SOURCE PASSAGE:
Objective: To explore the effect of different functional groups on self-assembled monolayers on the biological characteristics of rabbit skeletal muscle cells in vitro.
Methods: Rabbit skeletal muscle cells were cultured on self-assembled monolayers of gold on which different terminal chemical groups including methyl groups (-CH(3)), amino(-NH(2)), hydroxyl(-OH) and carboxyl (-COOH ) were anchored with self-assembled methods. Contact angle measurements and atomic force microscopy were employed to confirm the similar density of different functional groups occupation. Fluorescence microscopy, MTT assay, flow cytometry, and scanning electron microscopy (SEM) were used to analyze the morphological and biological alterations of the cells.

DATA SECTION:
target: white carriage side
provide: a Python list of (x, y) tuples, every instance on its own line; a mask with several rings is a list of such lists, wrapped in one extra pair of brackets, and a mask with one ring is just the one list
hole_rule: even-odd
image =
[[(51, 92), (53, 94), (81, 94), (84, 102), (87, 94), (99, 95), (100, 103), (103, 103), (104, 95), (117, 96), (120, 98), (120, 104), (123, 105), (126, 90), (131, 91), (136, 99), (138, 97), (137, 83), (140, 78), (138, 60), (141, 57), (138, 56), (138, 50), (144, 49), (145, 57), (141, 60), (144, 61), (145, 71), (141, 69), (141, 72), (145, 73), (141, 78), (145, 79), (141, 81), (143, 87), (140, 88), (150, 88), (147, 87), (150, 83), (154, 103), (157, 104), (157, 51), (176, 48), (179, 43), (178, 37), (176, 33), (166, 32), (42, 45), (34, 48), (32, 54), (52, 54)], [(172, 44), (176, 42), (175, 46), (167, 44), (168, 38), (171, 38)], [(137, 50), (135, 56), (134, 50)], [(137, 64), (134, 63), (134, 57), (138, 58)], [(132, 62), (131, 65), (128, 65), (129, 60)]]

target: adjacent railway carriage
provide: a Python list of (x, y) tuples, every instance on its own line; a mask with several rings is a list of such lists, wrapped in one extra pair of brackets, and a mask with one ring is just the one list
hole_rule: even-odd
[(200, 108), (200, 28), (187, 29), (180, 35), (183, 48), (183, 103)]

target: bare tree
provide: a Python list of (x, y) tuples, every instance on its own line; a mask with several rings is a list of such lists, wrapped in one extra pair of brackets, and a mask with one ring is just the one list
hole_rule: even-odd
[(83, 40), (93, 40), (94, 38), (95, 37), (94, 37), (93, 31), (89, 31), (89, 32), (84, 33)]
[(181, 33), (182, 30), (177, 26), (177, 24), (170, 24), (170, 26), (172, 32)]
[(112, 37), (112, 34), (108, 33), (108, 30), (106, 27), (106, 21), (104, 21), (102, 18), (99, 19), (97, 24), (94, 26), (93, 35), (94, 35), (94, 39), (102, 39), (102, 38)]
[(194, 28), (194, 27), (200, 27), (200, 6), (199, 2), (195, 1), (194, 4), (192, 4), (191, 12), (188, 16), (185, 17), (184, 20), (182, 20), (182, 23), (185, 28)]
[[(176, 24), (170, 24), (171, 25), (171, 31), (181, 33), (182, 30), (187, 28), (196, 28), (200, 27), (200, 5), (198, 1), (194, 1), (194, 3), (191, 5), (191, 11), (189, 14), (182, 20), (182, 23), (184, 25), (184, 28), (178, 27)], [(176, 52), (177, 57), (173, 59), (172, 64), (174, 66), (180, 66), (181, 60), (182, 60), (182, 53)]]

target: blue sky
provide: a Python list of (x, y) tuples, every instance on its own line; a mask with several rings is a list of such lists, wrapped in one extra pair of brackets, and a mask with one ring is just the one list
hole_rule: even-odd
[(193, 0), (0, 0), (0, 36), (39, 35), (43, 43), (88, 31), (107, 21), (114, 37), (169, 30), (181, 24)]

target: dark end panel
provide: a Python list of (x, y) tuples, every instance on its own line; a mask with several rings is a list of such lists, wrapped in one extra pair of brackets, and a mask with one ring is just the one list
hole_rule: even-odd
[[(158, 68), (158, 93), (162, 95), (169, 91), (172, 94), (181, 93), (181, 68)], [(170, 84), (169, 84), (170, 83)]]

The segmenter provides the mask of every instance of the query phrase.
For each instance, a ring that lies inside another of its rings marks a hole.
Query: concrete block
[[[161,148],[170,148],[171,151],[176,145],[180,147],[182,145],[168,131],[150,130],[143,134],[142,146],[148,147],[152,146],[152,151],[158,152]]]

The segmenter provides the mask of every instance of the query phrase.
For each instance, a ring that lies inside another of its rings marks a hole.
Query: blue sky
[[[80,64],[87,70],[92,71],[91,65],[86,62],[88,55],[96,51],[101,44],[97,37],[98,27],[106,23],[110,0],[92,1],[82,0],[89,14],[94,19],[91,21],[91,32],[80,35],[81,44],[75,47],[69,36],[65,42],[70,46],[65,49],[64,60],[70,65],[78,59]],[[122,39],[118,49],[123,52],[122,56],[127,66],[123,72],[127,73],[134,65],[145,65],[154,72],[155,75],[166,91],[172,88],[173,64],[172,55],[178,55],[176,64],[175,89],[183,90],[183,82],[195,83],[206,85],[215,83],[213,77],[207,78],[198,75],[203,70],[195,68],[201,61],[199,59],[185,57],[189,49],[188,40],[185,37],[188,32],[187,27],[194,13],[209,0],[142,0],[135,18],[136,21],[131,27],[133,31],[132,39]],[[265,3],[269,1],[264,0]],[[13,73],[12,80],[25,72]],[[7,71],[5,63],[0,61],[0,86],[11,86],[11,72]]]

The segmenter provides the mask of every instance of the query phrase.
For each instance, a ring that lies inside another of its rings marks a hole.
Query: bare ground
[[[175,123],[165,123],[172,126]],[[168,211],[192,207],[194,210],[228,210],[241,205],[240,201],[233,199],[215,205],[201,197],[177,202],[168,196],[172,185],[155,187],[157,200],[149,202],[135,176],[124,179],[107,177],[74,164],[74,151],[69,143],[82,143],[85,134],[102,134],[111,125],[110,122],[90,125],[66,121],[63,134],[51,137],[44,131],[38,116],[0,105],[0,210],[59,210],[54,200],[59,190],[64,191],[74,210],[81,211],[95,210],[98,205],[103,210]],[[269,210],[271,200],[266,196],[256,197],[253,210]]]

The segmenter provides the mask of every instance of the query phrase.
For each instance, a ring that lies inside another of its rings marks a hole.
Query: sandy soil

TASK OBJECTIVE: Write the next part of the study summary on rabbit skeletal muscle cells cultured on self-assembled monolayers, starting after its Methods section. The rows come from a different source than the study summary.

YOUR RESPONSE:
Results: SEM results revealed that the chemical groups on the surface of the monolayer modulated the structure of skeletal muscle cells and the cell morphology. Skeletal muscle cells cultured on the monolayer with -CH3 exhibited the smallest contact area with a spherical morphology, while the cells on the monolayers with -NH(2), -OH and -COOH showed much larger contact area and flatter morphology. The functional groups -NH(2) and -COOH obviously promoted cell adhesion and proliferation, while -CH(3) group produced significantly greater toxicity than -NH(2), -OH and -COOH groups to inhibit the cell growth and adhesion and promote cell death. Cell attachment and growth was enhanced, in the order the magnitude of the effect, by -NH(2)>-COOH>-OH>-CH(3), and the toxicity decreased in the order of -NH(2)>-COOH>-OH>-CH(3).
Conclusion: The terminal chemical groups can obviously affect the phenotype of skeletal muscle cells in vitro, and this finding provides a theoretical basis for surface design of biomaterials.